### Requirement
Every record, apart from its pictures, should be repeated exactly.
━━━━━━━━━━━━━━━━━━━━━━━━━━━━━━
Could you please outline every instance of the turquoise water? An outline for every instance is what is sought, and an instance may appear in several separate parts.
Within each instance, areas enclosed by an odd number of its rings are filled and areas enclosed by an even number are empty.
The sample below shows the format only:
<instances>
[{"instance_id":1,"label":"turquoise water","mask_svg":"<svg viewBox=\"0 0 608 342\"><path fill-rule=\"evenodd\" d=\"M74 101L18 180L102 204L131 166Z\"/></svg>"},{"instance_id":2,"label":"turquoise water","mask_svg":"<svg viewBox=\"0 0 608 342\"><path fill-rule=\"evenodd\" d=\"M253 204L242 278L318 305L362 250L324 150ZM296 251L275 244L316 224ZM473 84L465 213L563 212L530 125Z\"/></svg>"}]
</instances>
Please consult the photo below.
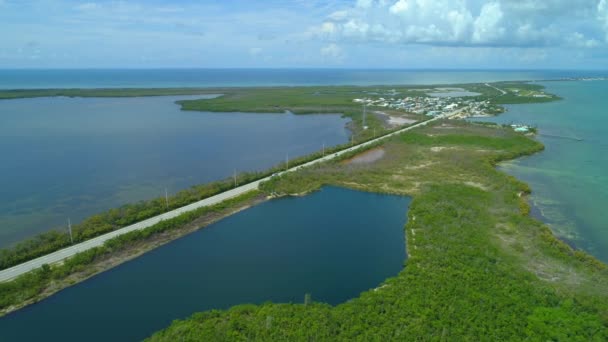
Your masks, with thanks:
<instances>
[{"instance_id":1,"label":"turquoise water","mask_svg":"<svg viewBox=\"0 0 608 342\"><path fill-rule=\"evenodd\" d=\"M136 341L241 303L342 303L396 275L410 199L326 187L265 202L23 310L1 341Z\"/></svg>"},{"instance_id":2,"label":"turquoise water","mask_svg":"<svg viewBox=\"0 0 608 342\"><path fill-rule=\"evenodd\" d=\"M450 84L596 76L608 76L608 72L394 69L0 69L0 89Z\"/></svg>"},{"instance_id":3,"label":"turquoise water","mask_svg":"<svg viewBox=\"0 0 608 342\"><path fill-rule=\"evenodd\" d=\"M531 185L558 235L608 262L608 81L542 84L564 100L508 106L490 121L538 126L546 150L501 168Z\"/></svg>"},{"instance_id":4,"label":"turquoise water","mask_svg":"<svg viewBox=\"0 0 608 342\"><path fill-rule=\"evenodd\" d=\"M340 115L184 112L178 99L0 101L0 247L348 141Z\"/></svg>"}]
</instances>

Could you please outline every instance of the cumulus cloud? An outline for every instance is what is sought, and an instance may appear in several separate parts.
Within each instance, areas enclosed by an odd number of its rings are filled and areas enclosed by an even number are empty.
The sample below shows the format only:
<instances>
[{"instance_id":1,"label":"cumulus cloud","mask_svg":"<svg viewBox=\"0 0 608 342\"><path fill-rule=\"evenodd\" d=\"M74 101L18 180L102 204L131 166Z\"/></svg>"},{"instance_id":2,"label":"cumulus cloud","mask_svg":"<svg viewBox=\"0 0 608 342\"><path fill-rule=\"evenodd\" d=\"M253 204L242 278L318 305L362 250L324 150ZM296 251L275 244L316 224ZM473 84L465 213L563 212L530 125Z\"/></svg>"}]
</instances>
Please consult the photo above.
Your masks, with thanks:
<instances>
[{"instance_id":1,"label":"cumulus cloud","mask_svg":"<svg viewBox=\"0 0 608 342\"><path fill-rule=\"evenodd\" d=\"M331 43L321 48L321 56L335 61L341 61L344 58L342 48L337 44Z\"/></svg>"},{"instance_id":2,"label":"cumulus cloud","mask_svg":"<svg viewBox=\"0 0 608 342\"><path fill-rule=\"evenodd\" d=\"M481 12L473 23L473 42L491 43L500 41L505 34L501 26L504 14L499 2L490 2L481 7Z\"/></svg>"},{"instance_id":3,"label":"cumulus cloud","mask_svg":"<svg viewBox=\"0 0 608 342\"><path fill-rule=\"evenodd\" d=\"M358 0L309 34L332 42L596 47L598 34L608 41L608 0Z\"/></svg>"}]
</instances>

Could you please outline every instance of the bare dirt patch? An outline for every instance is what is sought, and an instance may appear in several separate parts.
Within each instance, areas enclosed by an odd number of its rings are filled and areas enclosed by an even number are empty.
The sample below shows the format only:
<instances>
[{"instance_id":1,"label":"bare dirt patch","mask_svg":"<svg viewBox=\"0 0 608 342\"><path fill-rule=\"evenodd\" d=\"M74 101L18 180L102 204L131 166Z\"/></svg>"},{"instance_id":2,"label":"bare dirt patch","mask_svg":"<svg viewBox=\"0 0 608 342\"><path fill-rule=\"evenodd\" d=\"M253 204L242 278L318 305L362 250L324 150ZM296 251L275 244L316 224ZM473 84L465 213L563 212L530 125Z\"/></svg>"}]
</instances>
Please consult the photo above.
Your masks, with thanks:
<instances>
[{"instance_id":1,"label":"bare dirt patch","mask_svg":"<svg viewBox=\"0 0 608 342\"><path fill-rule=\"evenodd\" d=\"M382 157L384 157L384 154L385 154L384 148L374 148L372 150L357 154L356 156L354 156L348 160L345 160L344 164L346 164L346 165L371 164L375 161L380 160Z\"/></svg>"},{"instance_id":2,"label":"bare dirt patch","mask_svg":"<svg viewBox=\"0 0 608 342\"><path fill-rule=\"evenodd\" d=\"M488 187L485 186L485 185L483 185L483 184L481 184L481 183L472 182L472 181L466 181L466 182L464 182L464 184L466 184L468 186L472 186L472 187L477 188L477 189L481 189L483 191L488 191Z\"/></svg>"},{"instance_id":3,"label":"bare dirt patch","mask_svg":"<svg viewBox=\"0 0 608 342\"><path fill-rule=\"evenodd\" d=\"M437 162L428 162L428 163L422 163L422 164L418 164L418 165L408 165L408 166L404 166L403 169L405 169L405 170L419 170L419 169L427 168L429 166L433 166L435 164L437 164Z\"/></svg>"},{"instance_id":4,"label":"bare dirt patch","mask_svg":"<svg viewBox=\"0 0 608 342\"><path fill-rule=\"evenodd\" d=\"M384 122L385 127L397 127L402 125L410 125L418 122L417 119L410 118L403 113L387 113L385 111L374 111L374 115Z\"/></svg>"}]
</instances>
━━━━━━━━━━━━━━━━━━━━━━━━━━━━━━
### Exercise solution
Could you please outline every instance of the turquoise water? An outline for every instance is what is sought, and an instance may appear in several separate parts.
Within each instance, areas enclosed by an odd number of its rings are filled and areas enclosed by an even number are empty.
The sample below shows the format only:
<instances>
[{"instance_id":1,"label":"turquoise water","mask_svg":"<svg viewBox=\"0 0 608 342\"><path fill-rule=\"evenodd\" d=\"M74 101L18 180L102 204L131 166Z\"/></svg>"},{"instance_id":2,"label":"turquoise water","mask_svg":"<svg viewBox=\"0 0 608 342\"><path fill-rule=\"evenodd\" d=\"M253 204L242 278L318 305L362 250L324 150ZM296 251L275 244L316 224ZM473 84L465 213L563 212L530 125Z\"/></svg>"}]
</instances>
Please consult the photo below.
Your masks, with thanks:
<instances>
[{"instance_id":1,"label":"turquoise water","mask_svg":"<svg viewBox=\"0 0 608 342\"><path fill-rule=\"evenodd\" d=\"M136 341L241 303L342 303L396 275L410 199L326 187L265 202L23 310L1 341Z\"/></svg>"},{"instance_id":2,"label":"turquoise water","mask_svg":"<svg viewBox=\"0 0 608 342\"><path fill-rule=\"evenodd\" d=\"M450 84L596 76L608 76L608 72L394 69L0 69L0 89Z\"/></svg>"},{"instance_id":3,"label":"turquoise water","mask_svg":"<svg viewBox=\"0 0 608 342\"><path fill-rule=\"evenodd\" d=\"M531 185L558 235L608 262L608 81L542 84L564 100L508 106L490 121L538 126L546 150L501 168Z\"/></svg>"},{"instance_id":4,"label":"turquoise water","mask_svg":"<svg viewBox=\"0 0 608 342\"><path fill-rule=\"evenodd\" d=\"M340 115L184 112L178 99L0 101L0 247L348 141Z\"/></svg>"}]
</instances>

Could you please outline every instance of the cumulus cloud? An outline for every instance is what is sought, and an instance may appear in several separate parts.
Within each instance, areas enclosed by an odd number of its rings are filled and areas enclosed by an even number are empty.
The sample below shows the format only:
<instances>
[{"instance_id":1,"label":"cumulus cloud","mask_svg":"<svg viewBox=\"0 0 608 342\"><path fill-rule=\"evenodd\" d=\"M74 101L18 180L102 204L131 166Z\"/></svg>"},{"instance_id":2,"label":"cumulus cloud","mask_svg":"<svg viewBox=\"0 0 608 342\"><path fill-rule=\"evenodd\" d=\"M253 204L242 278L318 305L362 250L324 150ZM296 251L275 244L316 224ZM473 84L465 213L563 212L530 125Z\"/></svg>"}]
</instances>
Please consult the photo above.
Your masks, with thanks:
<instances>
[{"instance_id":1,"label":"cumulus cloud","mask_svg":"<svg viewBox=\"0 0 608 342\"><path fill-rule=\"evenodd\" d=\"M331 43L321 48L321 56L335 61L341 61L344 58L342 48L337 44Z\"/></svg>"},{"instance_id":2,"label":"cumulus cloud","mask_svg":"<svg viewBox=\"0 0 608 342\"><path fill-rule=\"evenodd\" d=\"M481 12L473 23L473 42L491 43L500 41L505 34L501 26L504 14L499 2L490 2L481 7Z\"/></svg>"},{"instance_id":3,"label":"cumulus cloud","mask_svg":"<svg viewBox=\"0 0 608 342\"><path fill-rule=\"evenodd\" d=\"M358 0L309 34L332 42L596 47L598 34L608 41L608 0Z\"/></svg>"}]
</instances>

Could you please outline every instance of the bare dirt patch? An outline for every instance is what is sought, and an instance may appear in several separate parts.
Within each instance, areas enclosed by an odd number of its rings are filled and areas enclosed by an even number are empty.
The sample below shows the format only:
<instances>
[{"instance_id":1,"label":"bare dirt patch","mask_svg":"<svg viewBox=\"0 0 608 342\"><path fill-rule=\"evenodd\" d=\"M74 101L18 180L102 204L131 166Z\"/></svg>"},{"instance_id":2,"label":"bare dirt patch","mask_svg":"<svg viewBox=\"0 0 608 342\"><path fill-rule=\"evenodd\" d=\"M253 204L242 278L318 305L362 250L324 150ZM296 251L275 244L316 224ZM473 84L465 213L563 212L530 125Z\"/></svg>"}]
</instances>
Please consult the photo above.
Your masks, with thanks:
<instances>
[{"instance_id":1,"label":"bare dirt patch","mask_svg":"<svg viewBox=\"0 0 608 342\"><path fill-rule=\"evenodd\" d=\"M382 157L384 157L384 154L385 154L384 148L374 148L372 150L357 154L356 156L354 156L348 160L345 160L344 164L346 164L346 165L371 164L375 161L380 160Z\"/></svg>"},{"instance_id":2,"label":"bare dirt patch","mask_svg":"<svg viewBox=\"0 0 608 342\"><path fill-rule=\"evenodd\" d=\"M488 187L485 186L485 185L483 185L483 184L481 184L481 183L472 182L472 181L466 181L466 182L464 182L464 184L466 184L468 186L472 186L472 187L477 188L477 189L481 189L483 191L488 191Z\"/></svg>"},{"instance_id":3,"label":"bare dirt patch","mask_svg":"<svg viewBox=\"0 0 608 342\"><path fill-rule=\"evenodd\" d=\"M437 162L428 162L428 163L422 163L422 164L418 164L418 165L408 165L408 166L404 166L403 169L405 169L405 170L419 170L419 169L427 168L429 166L433 166L435 164L437 164Z\"/></svg>"},{"instance_id":4,"label":"bare dirt patch","mask_svg":"<svg viewBox=\"0 0 608 342\"><path fill-rule=\"evenodd\" d=\"M384 122L385 127L397 127L402 125L410 125L418 122L417 119L410 118L403 113L387 113L385 111L374 111L374 115Z\"/></svg>"}]
</instances>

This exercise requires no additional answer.